Task to carry out: Starting at the line that contains "Find the clear", transcribe every remaining line of the entries exactly, including the last one.

Mask labeling examples:
* Begin *

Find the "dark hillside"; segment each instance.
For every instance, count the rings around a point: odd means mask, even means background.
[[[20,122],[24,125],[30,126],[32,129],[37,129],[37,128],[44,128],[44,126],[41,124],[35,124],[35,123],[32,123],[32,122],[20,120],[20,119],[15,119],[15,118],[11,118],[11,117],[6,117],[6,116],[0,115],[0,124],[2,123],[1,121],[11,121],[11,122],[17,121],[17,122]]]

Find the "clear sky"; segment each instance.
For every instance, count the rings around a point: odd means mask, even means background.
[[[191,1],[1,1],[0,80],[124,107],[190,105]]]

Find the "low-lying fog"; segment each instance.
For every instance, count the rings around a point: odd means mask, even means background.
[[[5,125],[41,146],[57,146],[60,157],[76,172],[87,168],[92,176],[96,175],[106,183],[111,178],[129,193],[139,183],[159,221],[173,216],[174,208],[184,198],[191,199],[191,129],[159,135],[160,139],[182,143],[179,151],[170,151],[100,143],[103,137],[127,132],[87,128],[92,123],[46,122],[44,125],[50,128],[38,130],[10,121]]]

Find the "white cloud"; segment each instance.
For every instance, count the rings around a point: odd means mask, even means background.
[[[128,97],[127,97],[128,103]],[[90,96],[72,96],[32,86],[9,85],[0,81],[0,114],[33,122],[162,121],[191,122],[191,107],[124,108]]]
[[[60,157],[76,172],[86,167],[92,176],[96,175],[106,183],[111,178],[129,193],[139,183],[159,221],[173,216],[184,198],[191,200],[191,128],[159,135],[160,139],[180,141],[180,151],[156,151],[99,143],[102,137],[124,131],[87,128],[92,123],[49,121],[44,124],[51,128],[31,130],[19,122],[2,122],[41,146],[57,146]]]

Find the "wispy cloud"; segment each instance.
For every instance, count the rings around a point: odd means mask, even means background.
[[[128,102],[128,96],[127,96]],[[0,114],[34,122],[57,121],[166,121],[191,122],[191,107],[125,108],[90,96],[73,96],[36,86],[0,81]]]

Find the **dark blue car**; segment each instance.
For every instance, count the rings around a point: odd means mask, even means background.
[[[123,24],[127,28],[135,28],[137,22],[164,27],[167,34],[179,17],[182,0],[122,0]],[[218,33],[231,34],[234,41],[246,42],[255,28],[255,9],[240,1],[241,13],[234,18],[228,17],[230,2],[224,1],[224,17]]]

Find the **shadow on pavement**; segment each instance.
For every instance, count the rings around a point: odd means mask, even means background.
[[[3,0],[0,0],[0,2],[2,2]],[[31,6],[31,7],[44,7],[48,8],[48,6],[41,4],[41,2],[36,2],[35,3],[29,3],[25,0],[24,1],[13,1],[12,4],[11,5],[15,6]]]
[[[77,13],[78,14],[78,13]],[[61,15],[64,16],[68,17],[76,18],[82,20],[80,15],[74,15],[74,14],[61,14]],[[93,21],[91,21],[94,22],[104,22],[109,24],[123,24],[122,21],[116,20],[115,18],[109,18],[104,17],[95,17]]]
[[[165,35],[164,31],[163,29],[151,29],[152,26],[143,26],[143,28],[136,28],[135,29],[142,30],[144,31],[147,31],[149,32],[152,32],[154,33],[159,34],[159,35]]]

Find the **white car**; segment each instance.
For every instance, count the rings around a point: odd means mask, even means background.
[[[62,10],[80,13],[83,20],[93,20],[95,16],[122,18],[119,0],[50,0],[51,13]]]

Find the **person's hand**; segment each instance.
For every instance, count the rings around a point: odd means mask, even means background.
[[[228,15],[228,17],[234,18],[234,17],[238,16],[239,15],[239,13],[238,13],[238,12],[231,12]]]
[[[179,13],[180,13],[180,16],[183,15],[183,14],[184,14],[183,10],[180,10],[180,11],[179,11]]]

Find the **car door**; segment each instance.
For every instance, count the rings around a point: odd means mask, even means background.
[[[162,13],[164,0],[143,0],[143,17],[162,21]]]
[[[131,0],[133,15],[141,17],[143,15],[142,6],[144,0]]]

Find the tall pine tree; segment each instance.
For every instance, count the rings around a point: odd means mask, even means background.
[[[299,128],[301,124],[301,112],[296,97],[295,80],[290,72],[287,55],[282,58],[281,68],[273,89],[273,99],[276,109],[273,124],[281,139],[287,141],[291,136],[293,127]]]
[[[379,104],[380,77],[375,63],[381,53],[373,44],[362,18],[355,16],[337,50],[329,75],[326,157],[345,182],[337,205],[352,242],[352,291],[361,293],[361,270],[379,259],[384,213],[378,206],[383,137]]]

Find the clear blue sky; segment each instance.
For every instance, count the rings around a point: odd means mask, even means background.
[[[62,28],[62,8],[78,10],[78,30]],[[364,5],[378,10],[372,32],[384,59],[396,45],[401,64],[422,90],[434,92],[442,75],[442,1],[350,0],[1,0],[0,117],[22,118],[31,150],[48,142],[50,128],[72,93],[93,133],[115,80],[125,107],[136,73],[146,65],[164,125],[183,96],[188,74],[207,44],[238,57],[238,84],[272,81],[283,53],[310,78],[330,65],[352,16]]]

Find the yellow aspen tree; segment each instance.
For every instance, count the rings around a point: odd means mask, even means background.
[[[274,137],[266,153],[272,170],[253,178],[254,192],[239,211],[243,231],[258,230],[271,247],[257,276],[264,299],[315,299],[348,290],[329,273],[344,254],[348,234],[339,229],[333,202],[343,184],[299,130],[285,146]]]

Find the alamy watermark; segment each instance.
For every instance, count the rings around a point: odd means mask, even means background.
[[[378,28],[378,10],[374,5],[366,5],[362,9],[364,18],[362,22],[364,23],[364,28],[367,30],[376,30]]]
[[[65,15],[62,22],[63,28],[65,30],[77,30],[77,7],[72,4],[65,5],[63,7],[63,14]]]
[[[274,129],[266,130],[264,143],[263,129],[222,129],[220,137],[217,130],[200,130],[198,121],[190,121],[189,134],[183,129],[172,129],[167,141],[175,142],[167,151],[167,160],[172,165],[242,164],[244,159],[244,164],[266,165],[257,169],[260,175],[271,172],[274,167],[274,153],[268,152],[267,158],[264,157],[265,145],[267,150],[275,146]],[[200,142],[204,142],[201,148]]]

* End *

Expected answer:
Find the clear blue sky; segment each instance.
For every instance, count the rings around a point: odd means mask, even means background.
[[[62,28],[62,8],[78,10],[78,30]],[[364,5],[378,10],[372,32],[384,59],[396,45],[401,64],[422,90],[434,92],[442,75],[442,1],[350,0],[1,0],[0,117],[22,118],[31,150],[48,142],[50,128],[72,93],[93,133],[115,80],[125,107],[136,73],[146,65],[164,125],[183,96],[188,74],[207,44],[238,57],[238,84],[272,81],[283,53],[310,78],[330,65],[352,16]]]

Find the yellow aspen tree; segment each instance.
For every instance, count the rings around a point: odd means mask, even means background.
[[[274,137],[266,153],[272,170],[253,178],[254,192],[239,211],[243,231],[258,230],[271,247],[257,276],[264,299],[315,299],[348,290],[329,273],[344,254],[348,234],[339,229],[333,202],[343,184],[299,130],[285,146]]]

Find the alamy watermark; segment each instance.
For every instance, count the rings around a point: odd means mask, even means background.
[[[378,28],[378,10],[374,5],[366,5],[362,9],[364,18],[362,22],[364,23],[364,28],[367,30],[376,30]]]
[[[65,15],[62,22],[63,28],[65,30],[77,30],[77,7],[72,4],[65,5],[63,7],[63,14]]]
[[[274,129],[266,130],[264,143],[263,129],[222,129],[220,137],[217,130],[200,130],[198,121],[190,121],[189,134],[183,129],[172,129],[167,141],[175,142],[167,151],[167,160],[172,165],[242,164],[244,159],[244,164],[266,165],[257,169],[260,175],[271,172],[274,167],[274,153],[268,152],[267,158],[264,157],[265,145],[267,150],[275,146]],[[200,142],[204,142],[201,148]]]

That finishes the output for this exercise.